Mr Macpherson seeks to meet the difficulty that Mr Crane’s new case might involve the investigation of further factual matters not investigated at the trial in two ways. First, he seeks to limit Mr Crane’s case to the contractual documentation which was before the court at the trial, the evidence given by witnesses called by SHS and the evidence given by Mr Crane and one of his witnesses, Mr Reynolds. It has already been pleaded by Mr Crane in a response to a request for further information made by SHS that one of the authorised distributors, called Eurosat, from which Mr Crane purchased his set top boxes was only allowed by SHS to sell Sky + boxes to ASAs but without limitation as to which. Transcripts of the evidence given at trial are available. Secondly, Mr Macpherson submits that if SHS considers that the new case involves the investigation of further factual matters, then it is up to it to identify those matters in its skeleton argument, which it has not on his submission done. Without that, he was “punching at shadows”.

12.

Mr Macpherson relied on the speech of the majority of the Privy Council in Paramount Export Ltd (in Liquidation) v New Zealand Meat Board [2004] UKPC 45. Permission would be given to raise a new point on appeal about the interpretation of a contract where the underlying factual issues had in fact been fully investigated at trial. The relevant passage was as follows:

“[43] Heron J found as a fact that the procedure for amendment laid down by cl 11.2 had not been followed. The Court of Appeal upheld this finding of fact, thereby creating concurrent findings with which the Board will not interfere. Their Lordships also agree with the Court of Appeal that the proviso in cl 11.1 by which the absence of consultation is not to invalidate any action taken by the Meat Board had no application to amendments under cl 11.2. It follows that cl 8.3.2 was not validly amended.

[44] But the question of whether the Meat Board was in principle liable under the unamended cl 8.3.2 was not raised before the Court of Appeal. More than that, Keith J noted that the Meat Board acknowledged that, if cl 8.3.2 had not been amended, it had been in breach of its terms. Mr Carruthers QC, who appeared for the Meat Board, said that he did not make this concession but there is no trace of any contrary argument advanced to the Court of Appeal and it therefore seems to their Lordships that the Court of Appeal was entitled to treat the point as uncontested.

[45] In these circumstances the question is whether the Meat Board should be allowed to withdraw the concession. Mr Cooke says that this would be unjust. The case was fought on the assumption that if the Council had made a request for quota allocation in breach of cl 8.3.2, the Meat Board would be liable for complying with it. If it had been known that this was in issue, the plaintiffs could have adduced evidence of surrounding circumstances to show that the agreement should be construed as having this meaning.

[46] Their Lordships consider that the plaintiffs cannot complain of being misled about the evidence they would need to adduce at the trial. On the pleadings, the whole question of contractual liability and the construction of the agreement was in issue. It would have been open to the Meat Board, without any amendment of the pleadings, to put before Heron J the argument upon which it now relies. In any case, the surrounding circumstances were exhaustively explored at the trial and their Lordships are unable to imagine what facts could be unearthed which would lead to the conclusion that the Meat Board was assuming a contractual liability for the way it exercised its statutory power to allocate quota. Mr Cooke did not suggest any. The position in relation to this point is therefore quite different from the point about the separate identities of Ronnick and Paramount.

■ What you need to do ■
Print the part of the judgment excerpt from "[45] In these" up to and including "having this meaning.". This data comes from a different source than the judgment excerpt.

(Coordinate annotation entries)
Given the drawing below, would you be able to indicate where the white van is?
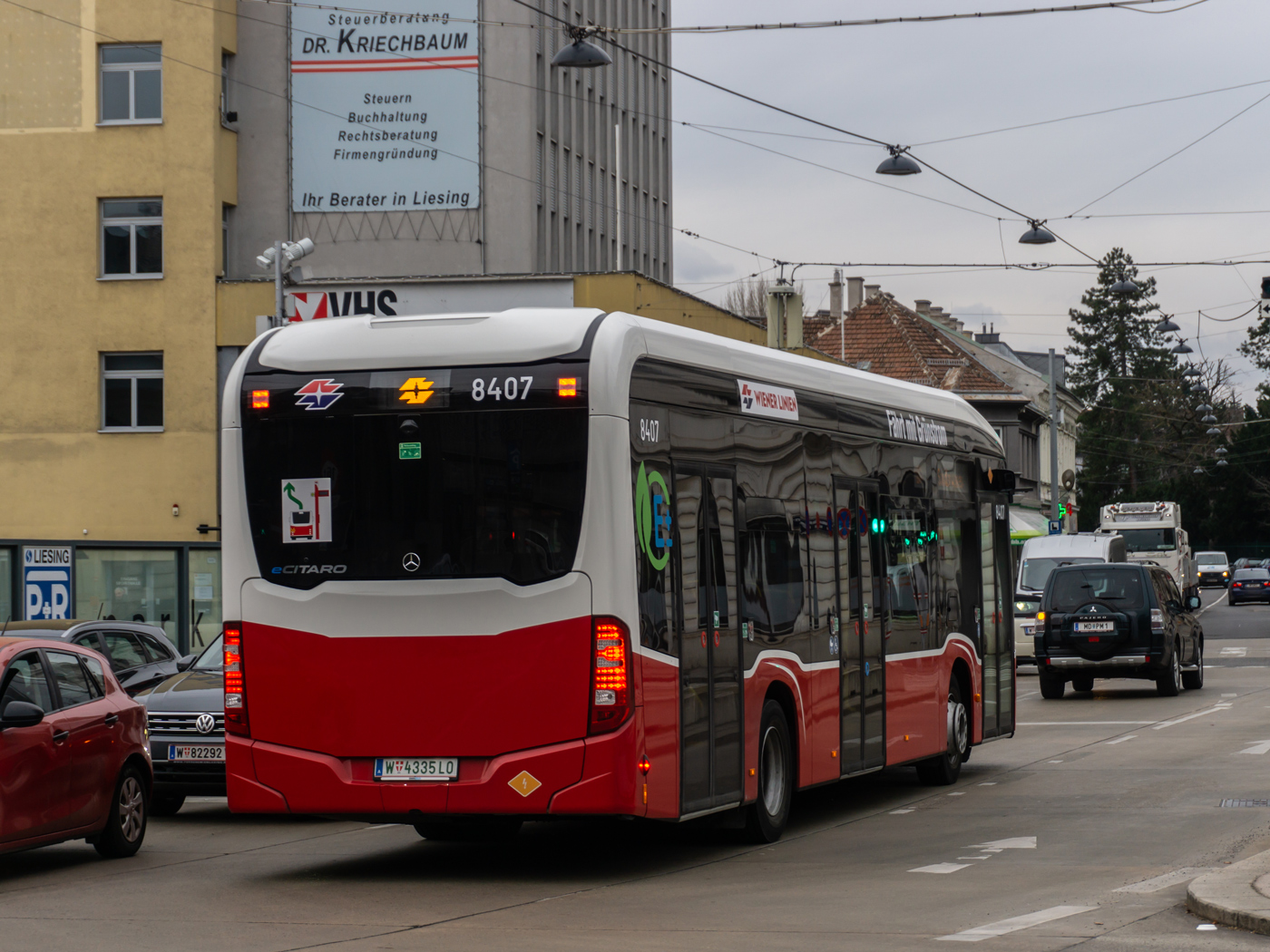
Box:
[1015,532,1128,664]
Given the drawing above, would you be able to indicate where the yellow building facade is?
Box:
[0,0,238,647]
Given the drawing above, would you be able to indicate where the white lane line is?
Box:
[1111,866,1216,892]
[1150,704,1231,731]
[936,907,1098,942]
[1019,721,1155,727]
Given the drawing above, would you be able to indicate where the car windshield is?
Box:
[1044,565,1146,612]
[190,635,225,672]
[1019,556,1106,591]
[1117,528,1177,552]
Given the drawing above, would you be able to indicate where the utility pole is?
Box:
[1049,348,1058,530]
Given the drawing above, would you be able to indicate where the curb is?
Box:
[1187,850,1270,936]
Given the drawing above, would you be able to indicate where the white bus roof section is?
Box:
[249,307,603,374]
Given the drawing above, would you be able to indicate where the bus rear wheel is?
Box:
[917,679,971,787]
[746,699,794,843]
[414,816,523,843]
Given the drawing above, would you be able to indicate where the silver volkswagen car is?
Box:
[137,635,225,816]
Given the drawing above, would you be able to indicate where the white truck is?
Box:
[1099,502,1199,594]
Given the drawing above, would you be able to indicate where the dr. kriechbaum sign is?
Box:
[291,0,480,212]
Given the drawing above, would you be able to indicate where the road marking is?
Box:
[971,837,1036,853]
[936,907,1098,942]
[1150,704,1231,731]
[909,863,971,873]
[1111,866,1216,892]
[1019,721,1155,727]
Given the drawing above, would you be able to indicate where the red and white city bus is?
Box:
[221,308,1015,840]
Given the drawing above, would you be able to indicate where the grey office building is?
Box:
[222,0,672,283]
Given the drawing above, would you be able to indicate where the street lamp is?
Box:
[877,146,922,175]
[1019,219,1058,245]
[552,26,613,70]
[255,238,314,327]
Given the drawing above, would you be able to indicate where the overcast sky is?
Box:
[673,0,1270,397]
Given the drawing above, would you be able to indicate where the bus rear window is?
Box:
[1042,571,1147,613]
[242,403,588,589]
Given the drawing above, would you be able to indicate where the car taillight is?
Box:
[223,622,251,737]
[587,617,631,733]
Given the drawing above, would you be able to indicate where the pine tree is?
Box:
[1068,248,1183,529]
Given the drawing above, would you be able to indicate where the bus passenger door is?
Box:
[674,467,743,813]
[833,479,886,775]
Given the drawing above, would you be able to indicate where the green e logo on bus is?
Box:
[635,463,674,571]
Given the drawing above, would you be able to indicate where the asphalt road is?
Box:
[0,591,1270,952]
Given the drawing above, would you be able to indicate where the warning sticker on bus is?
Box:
[282,479,334,542]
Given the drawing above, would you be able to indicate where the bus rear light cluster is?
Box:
[223,622,251,737]
[587,617,631,733]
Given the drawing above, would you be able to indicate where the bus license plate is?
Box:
[375,756,458,781]
[168,743,225,763]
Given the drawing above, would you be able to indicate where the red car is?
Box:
[0,637,153,858]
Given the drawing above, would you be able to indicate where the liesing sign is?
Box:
[22,546,71,621]
[291,0,480,212]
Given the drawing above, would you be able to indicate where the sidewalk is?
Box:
[1187,850,1270,936]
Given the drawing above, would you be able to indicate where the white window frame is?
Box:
[96,198,166,280]
[96,44,164,126]
[98,350,168,432]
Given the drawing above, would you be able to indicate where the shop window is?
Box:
[102,352,162,432]
[101,44,162,126]
[102,198,162,279]
[0,549,14,621]
[75,549,178,641]
[190,549,221,651]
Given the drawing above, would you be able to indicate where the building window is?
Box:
[102,198,162,278]
[102,44,162,124]
[102,352,162,432]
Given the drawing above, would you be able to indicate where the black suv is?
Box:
[1036,562,1204,698]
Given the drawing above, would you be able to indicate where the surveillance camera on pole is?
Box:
[255,238,314,327]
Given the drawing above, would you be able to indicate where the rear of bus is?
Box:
[222,311,640,822]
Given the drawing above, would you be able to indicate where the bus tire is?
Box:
[414,816,524,843]
[746,698,795,843]
[1040,673,1067,701]
[917,678,971,787]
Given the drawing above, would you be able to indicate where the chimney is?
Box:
[829,267,842,323]
[847,278,865,311]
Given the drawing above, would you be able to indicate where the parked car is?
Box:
[1015,532,1128,664]
[6,618,194,695]
[1226,568,1270,606]
[1036,562,1204,699]
[137,635,225,816]
[0,637,153,858]
[1195,552,1232,589]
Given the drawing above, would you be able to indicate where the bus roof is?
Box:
[236,307,1003,454]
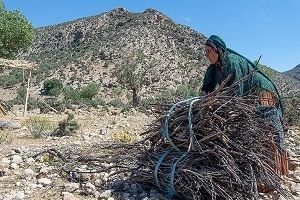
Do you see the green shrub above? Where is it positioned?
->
[43,78,63,96]
[0,69,23,87]
[80,83,100,99]
[64,87,81,104]
[51,113,80,137]
[108,99,125,108]
[0,129,13,144]
[112,130,138,144]
[112,87,124,97]
[25,116,54,138]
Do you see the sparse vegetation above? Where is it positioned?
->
[112,130,137,144]
[43,78,63,96]
[0,129,13,144]
[283,93,300,127]
[25,116,55,138]
[0,0,35,58]
[80,83,100,99]
[51,113,80,137]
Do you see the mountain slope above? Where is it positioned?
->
[15,8,300,99]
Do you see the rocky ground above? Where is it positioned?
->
[0,108,300,200]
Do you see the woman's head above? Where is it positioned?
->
[205,35,226,65]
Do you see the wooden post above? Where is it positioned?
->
[23,69,31,117]
[22,67,25,84]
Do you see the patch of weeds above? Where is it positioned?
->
[51,113,80,137]
[112,130,138,144]
[25,116,55,138]
[0,129,13,144]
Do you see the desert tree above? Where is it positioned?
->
[0,0,35,59]
[114,49,158,107]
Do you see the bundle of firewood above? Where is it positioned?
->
[61,82,289,199]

■ The reply ■
[45] In these circumstances the question is whether the Meat Board should be allowed to withdraw the concession. Mr Cooke says that this would be unjust. The case was fought on the assumption that if the Council had made a request for quota allocation in breach of cl 8.3.2, the Meat Board would be liable for complying with it. If it had been known that this was in issue, the plaintiffs could have adduced evidence of surrounding circumstances to show that the agreement should be construed as having this meaning.